◆ Objective: Drawing on the article about SpaceX's proposed Texas launch site, explain in one to three sentences why the Boca Chica coastland is described as a sweet spot for orbital launches.

◆ Provided passage:
SpaceX Could Give Struggling Texas City A Boost

Originally published on Thu January 30, 2014 7:00 pm

The space company SpaceX has identified a remote spot on the southern tip of Texas as its finalist for construction of the world's newest commercial orbital launch site.

The 50-acre site really is at the end of the road. Texas Highway 4 abruptly ends at the warm waves of the Gulf surrounded by cactus, Spanish dagger and sand dunes.

"Welcome to Boca Chica beach, Brownsville, Texas. It's where the U.S. really begins," says Gilberto Salinas, executive vice president of the Brownsville Economic Development Council. He's spent three years toiling to get SpaceX to build its first launch facility out here. The complex would include a hangar, fuel storage, payload processing facility, and launch control center.

"Right there," Salinas continues, gesturing to open coastal prairie, "you would have the actual launchpad itself where [they would erect the rocket] — and then off into space it goes."

SpaceX has been sending up its rockets at Vandenberg Air Force Base in California and Cape Canaveral in Florida. Now they want a place to call their own, and it turns out that this lonely patch of coastland only three miles north of Mexico is a sweet spot for orbital spacecraft launches.

"We need to be able to launch eastward, and we want to be close to the equator," SpaceX CEO Elon Musk told South by Southwest in Austin last year. "If things go as expected, it's likely we'll have a launch site in Texas, which would be really cool."

◆ Supplied information:
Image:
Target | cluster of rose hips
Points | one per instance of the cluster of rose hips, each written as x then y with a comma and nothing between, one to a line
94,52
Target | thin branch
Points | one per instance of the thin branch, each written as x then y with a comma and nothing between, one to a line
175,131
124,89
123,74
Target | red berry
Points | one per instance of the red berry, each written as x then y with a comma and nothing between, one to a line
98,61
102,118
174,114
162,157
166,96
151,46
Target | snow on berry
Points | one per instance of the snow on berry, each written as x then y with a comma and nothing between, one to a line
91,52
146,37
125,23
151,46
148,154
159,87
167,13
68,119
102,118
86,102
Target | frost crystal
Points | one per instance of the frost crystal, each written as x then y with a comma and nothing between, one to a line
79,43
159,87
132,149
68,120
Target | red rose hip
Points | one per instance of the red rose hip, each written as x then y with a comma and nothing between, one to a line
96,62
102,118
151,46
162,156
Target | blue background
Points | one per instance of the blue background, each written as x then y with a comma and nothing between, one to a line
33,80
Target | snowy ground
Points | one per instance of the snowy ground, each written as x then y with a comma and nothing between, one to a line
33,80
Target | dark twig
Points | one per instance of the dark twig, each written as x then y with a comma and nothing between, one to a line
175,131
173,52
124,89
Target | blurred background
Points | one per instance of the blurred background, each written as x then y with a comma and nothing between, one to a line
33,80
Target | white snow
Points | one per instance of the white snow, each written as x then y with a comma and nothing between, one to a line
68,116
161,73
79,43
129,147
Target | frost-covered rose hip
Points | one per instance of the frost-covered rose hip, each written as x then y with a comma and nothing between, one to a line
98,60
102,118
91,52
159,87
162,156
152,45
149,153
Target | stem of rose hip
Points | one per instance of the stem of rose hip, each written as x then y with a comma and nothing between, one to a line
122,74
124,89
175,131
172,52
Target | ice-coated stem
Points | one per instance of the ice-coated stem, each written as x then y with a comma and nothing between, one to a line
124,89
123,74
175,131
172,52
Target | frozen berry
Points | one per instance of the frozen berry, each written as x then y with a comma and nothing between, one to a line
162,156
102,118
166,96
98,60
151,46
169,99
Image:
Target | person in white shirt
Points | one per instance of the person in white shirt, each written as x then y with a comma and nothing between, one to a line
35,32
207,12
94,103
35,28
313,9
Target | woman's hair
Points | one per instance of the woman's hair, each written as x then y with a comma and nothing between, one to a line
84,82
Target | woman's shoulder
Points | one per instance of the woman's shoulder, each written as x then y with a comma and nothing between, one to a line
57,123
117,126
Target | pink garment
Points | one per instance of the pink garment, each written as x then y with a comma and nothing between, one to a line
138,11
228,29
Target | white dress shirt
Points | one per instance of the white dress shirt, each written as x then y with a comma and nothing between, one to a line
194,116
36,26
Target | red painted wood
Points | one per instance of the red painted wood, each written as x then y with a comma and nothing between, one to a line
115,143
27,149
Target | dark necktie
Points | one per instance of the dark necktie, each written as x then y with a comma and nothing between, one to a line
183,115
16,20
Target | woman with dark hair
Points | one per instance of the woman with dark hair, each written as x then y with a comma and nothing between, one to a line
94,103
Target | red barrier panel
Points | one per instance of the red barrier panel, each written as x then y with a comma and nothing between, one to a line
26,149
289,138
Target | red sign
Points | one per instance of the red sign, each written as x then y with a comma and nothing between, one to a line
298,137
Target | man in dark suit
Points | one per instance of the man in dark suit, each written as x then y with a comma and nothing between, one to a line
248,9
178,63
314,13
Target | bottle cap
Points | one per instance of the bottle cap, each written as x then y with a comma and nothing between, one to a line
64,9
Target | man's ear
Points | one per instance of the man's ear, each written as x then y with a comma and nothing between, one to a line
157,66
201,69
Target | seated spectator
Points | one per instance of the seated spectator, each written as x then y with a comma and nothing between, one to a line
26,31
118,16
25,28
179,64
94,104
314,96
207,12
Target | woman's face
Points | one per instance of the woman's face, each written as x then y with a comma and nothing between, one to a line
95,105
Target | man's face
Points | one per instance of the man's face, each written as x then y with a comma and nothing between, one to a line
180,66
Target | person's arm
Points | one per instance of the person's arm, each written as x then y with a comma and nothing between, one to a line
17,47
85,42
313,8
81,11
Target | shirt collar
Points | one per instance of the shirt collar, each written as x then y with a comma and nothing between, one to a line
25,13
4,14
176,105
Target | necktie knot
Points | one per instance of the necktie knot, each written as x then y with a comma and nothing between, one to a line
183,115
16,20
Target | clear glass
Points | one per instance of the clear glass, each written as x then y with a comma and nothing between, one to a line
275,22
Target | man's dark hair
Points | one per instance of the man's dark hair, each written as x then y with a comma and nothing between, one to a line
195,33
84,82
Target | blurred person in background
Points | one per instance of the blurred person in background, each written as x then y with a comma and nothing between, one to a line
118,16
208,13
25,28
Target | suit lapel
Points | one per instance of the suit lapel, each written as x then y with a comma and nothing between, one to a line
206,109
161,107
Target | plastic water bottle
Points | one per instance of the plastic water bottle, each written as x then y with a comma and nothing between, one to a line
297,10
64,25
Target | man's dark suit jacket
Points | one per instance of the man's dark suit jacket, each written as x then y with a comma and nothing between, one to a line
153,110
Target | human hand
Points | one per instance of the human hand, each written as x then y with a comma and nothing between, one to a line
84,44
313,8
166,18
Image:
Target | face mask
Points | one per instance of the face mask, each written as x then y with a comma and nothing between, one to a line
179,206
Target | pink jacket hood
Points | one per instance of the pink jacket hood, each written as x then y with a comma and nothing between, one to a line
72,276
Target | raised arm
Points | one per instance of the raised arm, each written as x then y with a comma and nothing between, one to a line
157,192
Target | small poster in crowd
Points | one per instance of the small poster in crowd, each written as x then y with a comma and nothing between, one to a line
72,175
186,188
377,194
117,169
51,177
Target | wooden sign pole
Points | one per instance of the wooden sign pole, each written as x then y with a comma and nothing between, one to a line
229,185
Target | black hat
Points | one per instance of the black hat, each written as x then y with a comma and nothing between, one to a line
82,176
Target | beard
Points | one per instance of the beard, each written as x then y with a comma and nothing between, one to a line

◆ Task response: Elon Musk said that SpaceX needs to be able to launch eastward and wants to be close to the equator. The Boca Chica site meets those aims because it lies on the southern tip of Texas at the Gulf, only three miles north of Mexico.